» DATA FOR THIS TASK:
.....
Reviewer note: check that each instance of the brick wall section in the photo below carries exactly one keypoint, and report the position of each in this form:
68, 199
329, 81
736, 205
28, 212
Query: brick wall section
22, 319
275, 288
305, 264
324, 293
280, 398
.....
» WHAT TO DO: Every record listed above needs to be written out again exactly.

» ANSWER SECTION:
Reviewer note: check that each instance of the brick wall section in the photo below carries exactly one keypoint, and report the position of each in this form:
68, 199
329, 81
736, 205
28, 212
Query: brick wall section
22, 319
275, 288
305, 264
324, 293
280, 398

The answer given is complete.